PAGE =>
--- --- ---

Martin Suter s'était déjà aventuré en lisière du polar avec Small world ou La face cachée de la lune, il y rentre de plein pied avec Allmen et les libellules, qui est aussi le premier opus d'une série.
Où on fait connaissance avec Johann Friedrich von Allmen, gentilhomme suisse et rentier ruiné, collectionneur d'art et chapardeur à ses heures, amateur d'opéra et d'orchidées (comme Nero Wolfe, le détective de Rex Stout), lecteur compulsif (notamment d'Elmore Leonard, référence qui tranche dans ce décor compassé). En deux mots : un indécrottable snob, et tout l'opposé de son fidèle serviteur guatémaltais, Carlos.
L'intrigue, relativement secondaire, tourne autour de cinq coupes Art nouveau Emile Gallé incrustées de libellules, et dérobées à un riche homme d'affaires par notre apprenti-gentleman cambrioleur afin d'apaiser un créancier belliqueux.
Dans ce "pilote", l'auteur s'attache surtout à dépeindre son personnage : son extraction "nouveau riche" qu'il s'efforce de gommer (allant jusqu'à annoblir son patronyme), son irrépressible goût du luxe, sa superficialité assumée, ses manies et ses airs affectés tournés en ridicule par un Martin Suter volontiers moqueur, et dont l'ironie très second degré apporte un certain charme au récit.
Un charme auquel participe également le caractère résolument anachronique d'Allmen, homme d'antan en butte à la modernité (et sauvé grâce à d'obsolètes... bretelles) pour qui un moteur de recherche demeure un mystère insondable.

--- --- ---

LE PROBLÈME => Recopiez le passage de la critique d'Allmen et les libellules qui va de « Martin Suter s'était » jusqu'à « opus d'une série. » inclus.

DONNÉES FOURNIES =>

--- --- ---

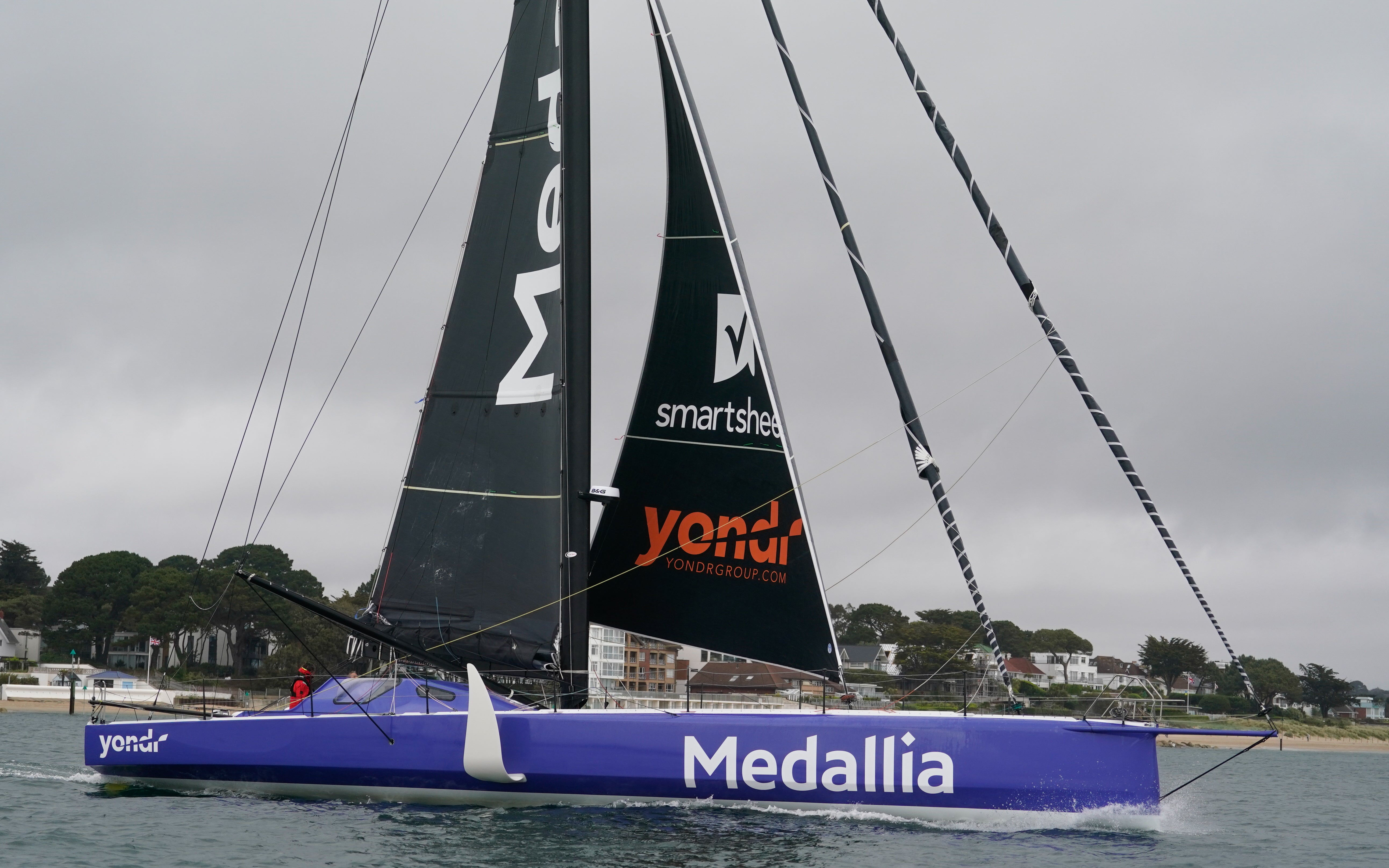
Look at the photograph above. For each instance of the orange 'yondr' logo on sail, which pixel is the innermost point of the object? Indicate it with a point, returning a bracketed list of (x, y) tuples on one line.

--- --- ---

VOICI LA SOLUTION =>
Martin Suter s'était déjà aventuré en lisière du polar avec Small world ou La face cachée de la lune, il y rentre de plein pied avec Allmen et les libellules, qui est aussi le premier opus d'une série.